(DATA FOR THIS TASK)
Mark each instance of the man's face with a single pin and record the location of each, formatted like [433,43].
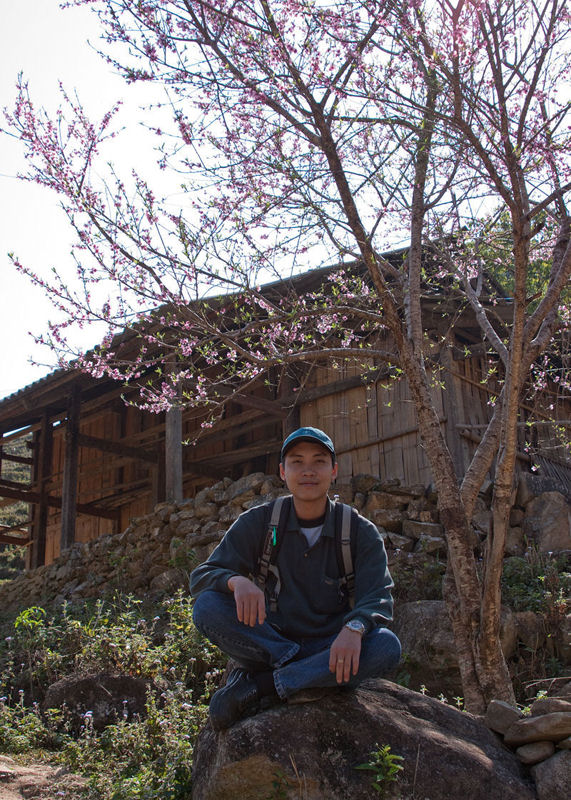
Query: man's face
[308,471]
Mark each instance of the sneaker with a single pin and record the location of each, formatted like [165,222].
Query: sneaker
[237,699]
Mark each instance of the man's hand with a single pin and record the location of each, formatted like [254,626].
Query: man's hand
[250,600]
[344,655]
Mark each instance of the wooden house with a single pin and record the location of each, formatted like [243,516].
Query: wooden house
[95,461]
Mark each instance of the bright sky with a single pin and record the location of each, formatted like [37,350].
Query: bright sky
[48,44]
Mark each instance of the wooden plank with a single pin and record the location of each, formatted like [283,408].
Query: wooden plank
[4,539]
[271,407]
[17,459]
[70,470]
[454,410]
[18,528]
[42,466]
[118,448]
[173,455]
[57,502]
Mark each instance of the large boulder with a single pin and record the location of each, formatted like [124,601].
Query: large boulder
[430,655]
[313,750]
[547,522]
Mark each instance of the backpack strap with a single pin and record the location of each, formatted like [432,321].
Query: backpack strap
[345,531]
[280,509]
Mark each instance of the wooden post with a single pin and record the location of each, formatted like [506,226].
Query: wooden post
[70,471]
[173,450]
[42,455]
[453,409]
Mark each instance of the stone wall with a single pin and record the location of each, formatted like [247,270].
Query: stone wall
[155,553]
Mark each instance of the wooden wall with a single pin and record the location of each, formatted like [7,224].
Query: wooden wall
[373,425]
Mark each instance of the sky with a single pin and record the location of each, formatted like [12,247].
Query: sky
[48,45]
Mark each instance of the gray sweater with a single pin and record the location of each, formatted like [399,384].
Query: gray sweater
[310,602]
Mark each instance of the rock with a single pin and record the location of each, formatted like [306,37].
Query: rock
[169,581]
[383,500]
[530,486]
[400,542]
[565,645]
[203,496]
[548,522]
[500,716]
[206,510]
[482,517]
[414,529]
[548,727]
[508,632]
[364,483]
[244,488]
[535,752]
[553,777]
[387,518]
[424,630]
[229,513]
[108,698]
[441,748]
[530,629]
[515,542]
[549,705]
[430,544]
[426,636]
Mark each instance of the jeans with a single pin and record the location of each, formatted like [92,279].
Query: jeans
[296,665]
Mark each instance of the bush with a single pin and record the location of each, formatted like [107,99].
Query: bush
[149,757]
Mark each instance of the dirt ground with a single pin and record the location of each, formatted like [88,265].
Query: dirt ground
[37,781]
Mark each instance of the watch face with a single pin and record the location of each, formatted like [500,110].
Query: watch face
[354,625]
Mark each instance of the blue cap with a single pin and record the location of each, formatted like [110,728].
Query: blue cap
[308,435]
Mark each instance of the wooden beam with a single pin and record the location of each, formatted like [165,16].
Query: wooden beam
[117,448]
[271,407]
[70,470]
[14,540]
[17,459]
[477,439]
[42,468]
[235,456]
[18,528]
[90,509]
[345,384]
[382,439]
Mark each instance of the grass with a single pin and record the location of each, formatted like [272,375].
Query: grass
[149,757]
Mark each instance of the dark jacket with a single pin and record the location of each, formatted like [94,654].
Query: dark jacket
[310,602]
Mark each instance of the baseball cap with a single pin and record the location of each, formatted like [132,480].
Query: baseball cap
[308,435]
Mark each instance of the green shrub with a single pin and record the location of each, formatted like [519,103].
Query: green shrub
[148,758]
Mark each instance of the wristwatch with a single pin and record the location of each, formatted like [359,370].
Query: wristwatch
[355,625]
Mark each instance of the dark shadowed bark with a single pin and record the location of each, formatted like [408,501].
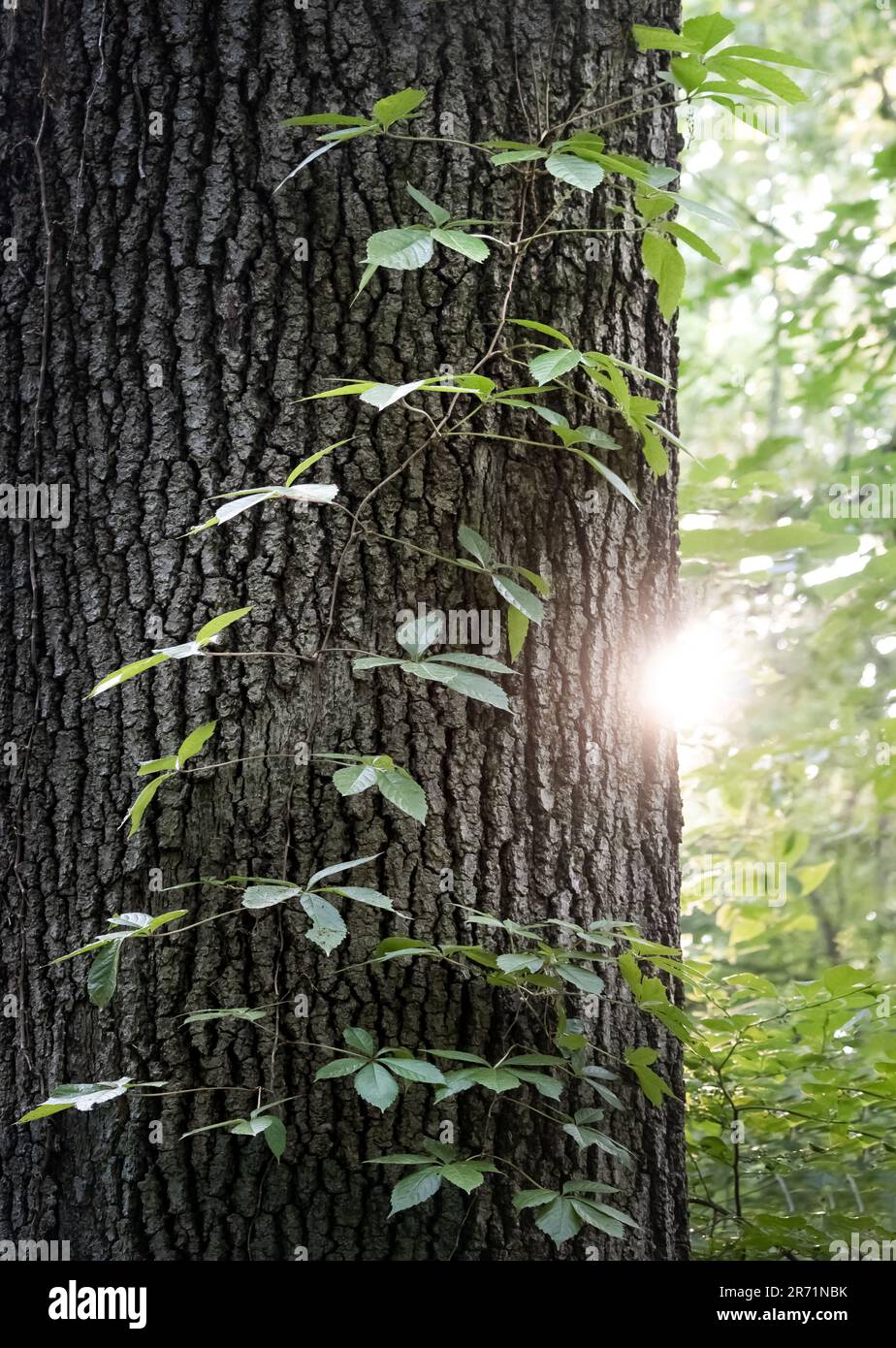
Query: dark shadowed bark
[158,367]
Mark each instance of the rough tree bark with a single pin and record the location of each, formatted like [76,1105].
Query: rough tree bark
[151,183]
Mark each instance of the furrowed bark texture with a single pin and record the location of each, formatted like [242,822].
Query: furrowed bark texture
[182,318]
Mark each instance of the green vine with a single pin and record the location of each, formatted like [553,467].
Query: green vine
[545,964]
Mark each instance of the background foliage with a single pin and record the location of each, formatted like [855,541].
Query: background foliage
[787,390]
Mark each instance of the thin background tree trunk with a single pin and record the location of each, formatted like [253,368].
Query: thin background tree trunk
[159,151]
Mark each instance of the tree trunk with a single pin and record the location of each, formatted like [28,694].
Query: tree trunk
[180,320]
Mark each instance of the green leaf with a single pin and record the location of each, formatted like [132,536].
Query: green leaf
[328,929]
[514,156]
[359,386]
[384,395]
[218,623]
[139,808]
[360,894]
[551,364]
[666,266]
[519,597]
[518,626]
[547,1087]
[708,31]
[339,1068]
[104,974]
[417,635]
[494,1078]
[403,791]
[415,1188]
[313,459]
[478,689]
[463,1175]
[470,245]
[436,211]
[269,895]
[253,1126]
[470,660]
[376,1085]
[337,867]
[532,1199]
[688,236]
[196,740]
[476,545]
[275,1137]
[397,107]
[350,781]
[580,978]
[414,1071]
[560,1220]
[360,1040]
[399,249]
[593,1216]
[224,1013]
[779,58]
[82,1096]
[399,1158]
[125,673]
[609,474]
[577,173]
[542,328]
[690,72]
[325,119]
[659,40]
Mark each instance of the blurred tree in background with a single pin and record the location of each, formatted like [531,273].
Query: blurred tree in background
(End DATA FOR THIS TASK)
■ WORK ITEM: Using the records above, copy word for word the line with "Query: wooden post", the line with "Mark each instance of the wooden wall", and every line between them.

■ WRITTEN REPLY:
Query: wooden post
[70,471]
[173,450]
[42,455]
[453,409]
Mark each instance of the stone wall with a single pin and record the location of each, formatted like [247,270].
Query: stone wall
[155,553]
Mark each instance of the wooden wall with a single pin and record the location of each, formatted like [7,224].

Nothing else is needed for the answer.